▸ WORK REQUEST: Reproduce the data below in full and to the letter, images excepted.

▸ Stored entries:
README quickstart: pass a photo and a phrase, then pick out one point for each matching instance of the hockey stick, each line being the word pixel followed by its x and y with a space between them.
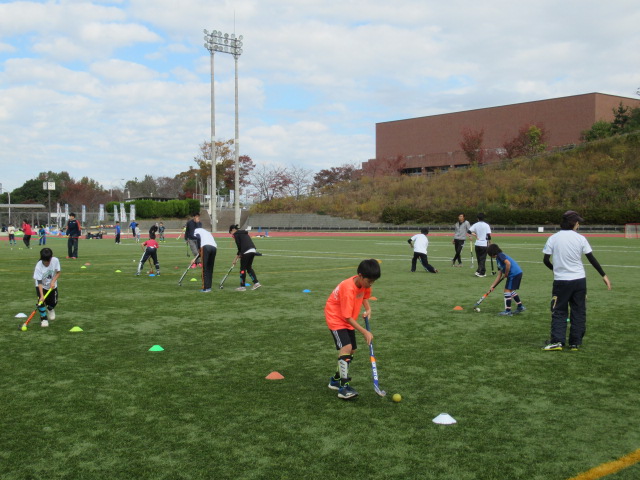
pixel 185 272
pixel 225 277
pixel 24 325
pixel 485 295
pixel 374 368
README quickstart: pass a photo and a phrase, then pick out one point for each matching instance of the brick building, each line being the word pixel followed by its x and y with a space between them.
pixel 433 142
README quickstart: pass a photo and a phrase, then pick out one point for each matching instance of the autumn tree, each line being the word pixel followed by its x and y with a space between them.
pixel 300 181
pixel 620 119
pixel 391 166
pixel 270 182
pixel 225 167
pixel 530 140
pixel 86 192
pixel 331 176
pixel 471 145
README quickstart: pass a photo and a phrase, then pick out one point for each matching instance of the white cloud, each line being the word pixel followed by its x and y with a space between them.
pixel 122 89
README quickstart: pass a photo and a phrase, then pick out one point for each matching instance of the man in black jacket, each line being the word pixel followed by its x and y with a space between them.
pixel 246 252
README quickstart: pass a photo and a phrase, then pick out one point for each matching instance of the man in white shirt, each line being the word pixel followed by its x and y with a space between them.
pixel 569 293
pixel 208 248
pixel 482 231
pixel 420 243
pixel 46 276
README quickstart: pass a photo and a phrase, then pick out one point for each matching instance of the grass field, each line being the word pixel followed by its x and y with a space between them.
pixel 100 405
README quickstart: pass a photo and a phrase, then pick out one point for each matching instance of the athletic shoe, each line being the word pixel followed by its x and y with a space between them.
pixel 334 384
pixel 346 392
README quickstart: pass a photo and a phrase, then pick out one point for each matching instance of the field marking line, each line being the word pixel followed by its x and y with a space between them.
pixel 610 467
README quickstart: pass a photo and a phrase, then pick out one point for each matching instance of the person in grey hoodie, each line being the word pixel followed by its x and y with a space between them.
pixel 460 234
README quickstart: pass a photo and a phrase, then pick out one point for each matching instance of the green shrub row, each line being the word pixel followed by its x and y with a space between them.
pixel 505 216
pixel 154 209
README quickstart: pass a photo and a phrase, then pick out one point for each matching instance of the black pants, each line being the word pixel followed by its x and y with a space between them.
pixel 569 300
pixel 72 247
pixel 481 255
pixel 49 303
pixel 423 260
pixel 208 259
pixel 458 245
pixel 150 252
pixel 246 266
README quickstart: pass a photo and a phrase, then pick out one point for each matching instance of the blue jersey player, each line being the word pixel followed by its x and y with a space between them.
pixel 509 269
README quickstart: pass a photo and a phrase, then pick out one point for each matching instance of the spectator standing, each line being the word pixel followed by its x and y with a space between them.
pixel 12 234
pixel 420 244
pixel 189 235
pixel 482 231
pixel 74 230
pixel 569 292
pixel 208 248
pixel 26 233
pixel 461 229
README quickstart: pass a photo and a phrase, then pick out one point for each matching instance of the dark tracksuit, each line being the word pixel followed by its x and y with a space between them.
pixel 244 243
pixel 74 232
pixel 151 250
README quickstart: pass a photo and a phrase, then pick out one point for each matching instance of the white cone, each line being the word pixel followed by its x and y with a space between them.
pixel 444 419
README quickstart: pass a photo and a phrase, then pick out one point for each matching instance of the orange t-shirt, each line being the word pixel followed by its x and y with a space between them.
pixel 345 302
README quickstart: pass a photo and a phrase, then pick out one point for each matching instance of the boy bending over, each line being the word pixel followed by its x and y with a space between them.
pixel 341 313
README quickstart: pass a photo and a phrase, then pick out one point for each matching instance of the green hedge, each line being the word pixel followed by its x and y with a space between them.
pixel 155 209
pixel 505 216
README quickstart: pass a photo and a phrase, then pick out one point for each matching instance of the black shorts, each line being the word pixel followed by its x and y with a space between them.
pixel 344 337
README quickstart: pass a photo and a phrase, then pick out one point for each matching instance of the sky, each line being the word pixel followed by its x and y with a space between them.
pixel 115 90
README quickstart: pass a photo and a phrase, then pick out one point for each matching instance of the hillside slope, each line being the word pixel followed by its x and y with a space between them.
pixel 601 179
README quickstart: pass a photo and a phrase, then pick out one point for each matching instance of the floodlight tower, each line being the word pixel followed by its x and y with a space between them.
pixel 217 41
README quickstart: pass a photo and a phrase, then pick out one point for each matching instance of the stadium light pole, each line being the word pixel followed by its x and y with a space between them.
pixel 213 194
pixel 217 41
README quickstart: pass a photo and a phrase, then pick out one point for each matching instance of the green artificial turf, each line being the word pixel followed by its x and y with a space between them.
pixel 98 404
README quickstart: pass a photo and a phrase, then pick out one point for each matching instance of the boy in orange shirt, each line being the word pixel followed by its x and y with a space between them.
pixel 341 313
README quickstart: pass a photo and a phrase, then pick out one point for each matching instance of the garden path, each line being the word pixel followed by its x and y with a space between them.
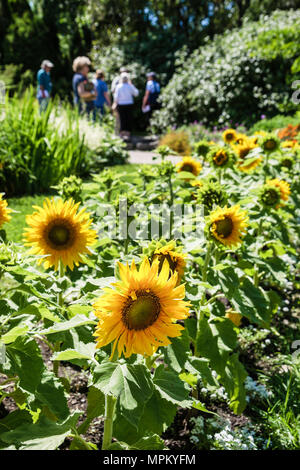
pixel 144 156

▸ FINISHED TASK:
README quickstart: pass a photo and a phrase, then pick out one point for each matching instance of the hockey stick, each line being the word pixel followed by its x and y with a space between them.
pixel 185 272
pixel 225 277
pixel 24 325
pixel 485 295
pixel 374 368
README quickstart: pass a photo and a phrase, then pick out one point for each matching instance of the brick building, each line being the word pixel followed by its x and y with a space between them.
pixel 433 142
README quickstart: pass a photo and a phrase, then pick out one point for each matching instance of the autumn tree, each line being the word pixel followed by its x and y with a space between them.
pixel 300 181
pixel 620 119
pixel 391 166
pixel 270 182
pixel 225 167
pixel 530 140
pixel 86 192
pixel 331 176
pixel 471 145
README quickstart: pass a photo and a phrase, then pick out one point for each matching instance of the white cloud, each line being the word pixel followed by its x and y with a space between them.
pixel 122 89
README quickstart: pass a photo and a phrase, then pick out one point for each matching instance of the man in black jacket, each line being the word pixel followed by its x and y with a space between them.
pixel 246 252
README quickstart: pass a photo and a phrase, then pick out one point for each matching instance of the man in white shirt, each line being the word pixel followed by its x and y with a space between them.
pixel 569 293
pixel 208 248
pixel 482 231
pixel 420 243
pixel 46 276
README quickstart: pass a photo and a phrase, then pick out one point for each matching instance of the grass field, each line being the word pixel followed by its x and y with a space between them.
pixel 100 405
README quickstart: pass a photo and a phrase, then pick out one point for each matching instance of the athletic shoe, each line being the word pixel followed by its x and y with a space between them.
pixel 334 384
pixel 346 392
README quickstart: pass a photo and a phrase, then pick out one point for each matching instance of the field marking line, each line being the word pixel followed by its x and y with a space between them.
pixel 610 467
README quickstart: pass a photo and a phrase, then pick out one point for each matching instance of the person in grey hoodie, each line being the word pixel followed by its x and y with a space between them.
pixel 460 234
README quickstart: pass a photo and a phrase, then pick out one point for each matching instance of the green shrub row, each line being the word pixel followed by its x and y with a space between them.
pixel 505 216
pixel 154 209
README quickstart: pass a photo and a phrase, then pick out one point for each matching instance of the black pants, each line being the word pixel followed by its x and y with a space between them.
pixel 569 300
pixel 72 247
pixel 481 255
pixel 49 303
pixel 423 260
pixel 208 259
pixel 458 245
pixel 150 252
pixel 246 266
README quickstart: pass a photo and a phrase, then pick out one point for each matching instance of the blue jersey player, each line being the word pixel followed by its x and y with a space between them.
pixel 509 269
README quickstart: pass a photo and a phrase, then pick out one point for each matching instance of the spectator standing, each line being the word pixel followed by its x and y with a space between them.
pixel 12 234
pixel 420 244
pixel 189 235
pixel 482 231
pixel 74 230
pixel 569 292
pixel 208 248
pixel 26 233
pixel 461 229
README quickstart: pass a photo and a phrase, then pick out one point for each matching instance of the dark tracksuit, each line being the word pixel followed by its x and y with a space between them.
pixel 244 243
pixel 74 232
pixel 151 250
README quickstart: pass a photo and a phrase, then pick out one point for each matching instance of the white cone, each line being the word pixel followed by its x and y with a space between them.
pixel 444 419
README quickstart: pass a photo and a phrase, then pick out one point for each matching instance of the orange t-shirt, each line being the word pixel followed by its x and y with a space between them.
pixel 345 302
README quickstart: pass a photo and a phrase, then pick out one point for each matching instance of the boy bending over, each line being the word pixel followed by its x and y with a space between them.
pixel 341 313
README quickstart: pass a photo and a phrase, then pick out one point for each matching instance of the green hedge, each line being the word pixel followed by its x and y with a space between them.
pixel 155 209
pixel 505 216
README quickstart: pass a photo and a phrase, then pick out one point for each matching instance of the black shorts, each line being the word pixel followed by its x and y with a space between them.
pixel 344 337
README quickstart: pass a photo and a phrase, then pick out one point for each matching instance of the sky, each line being the word pixel followed by its x and y with a space between them.
pixel 115 90
README quickstart: pass a photo and a phrase, then pick out one point for each matching instance of the hillside slope, each line being the word pixel followed by its x and y with a space between them.
pixel 601 179
README quickstart: pass a photo and a phrase, then pick out one point for each matching instance of the floodlight tower, each line being the word pixel followed by its x and y with a space between them.
pixel 217 41
README quickstart: pass a photo and a phrase, then pick out one point for each matching instance of the stadium light pole, each line being the word pixel followed by its x and y with a space between them.
pixel 213 194
pixel 217 41
README quickstart: pass a photo and a phrase, then pick out one point for each matching instance of the green artificial turf, each line being the word pixel followed by its x and y with a space between them.
pixel 98 404
README quickstart: pass a photo and a phrase, then pick out one point for each matching instance of the boy in orange shirt, each line being the word pixel followed by its x and y with a space between them.
pixel 341 313
README quickstart: pass a photo and a phrase, then pick out one point for each matching instance of the garden path, each line being the word pixel followed by its x and y with a space between them.
pixel 144 156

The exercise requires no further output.